TASK TO COMPLETE =
Check every line of the material below, and show those that contain "point".

ENTRIES SHOWN =
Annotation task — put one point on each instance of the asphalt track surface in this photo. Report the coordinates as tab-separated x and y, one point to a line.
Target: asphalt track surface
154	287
==
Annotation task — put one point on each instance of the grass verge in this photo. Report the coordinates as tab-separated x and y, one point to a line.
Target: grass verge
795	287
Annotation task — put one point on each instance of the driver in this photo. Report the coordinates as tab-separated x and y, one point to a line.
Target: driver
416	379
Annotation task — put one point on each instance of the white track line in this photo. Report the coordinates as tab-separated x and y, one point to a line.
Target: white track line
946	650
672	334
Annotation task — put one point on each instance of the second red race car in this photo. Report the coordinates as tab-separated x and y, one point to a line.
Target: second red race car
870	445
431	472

EXERCISE RESPONSE =
Annotation task — put one point on each instance of the asphalt track surface in this photo. Report the coordinates as tab-separated x and y, one point to a line.
Annotation task — put one point on each instance of the grass verge in this photo. Report the coordinates as tab-separated x and y, one point to a line.
Annotation task — put one point on each instance of the driver in this photo. Report the coordinates as tab-separated x and y, one point to a line.
Annotation task — put one point on each instance of the white track line in this photo. Report the coordinates as tab-separated x and y, one point to a line.
Annotation task — put one point on each instance of the second red race car in this photo. Report the coordinates as tab-separated x and y, one point to a line.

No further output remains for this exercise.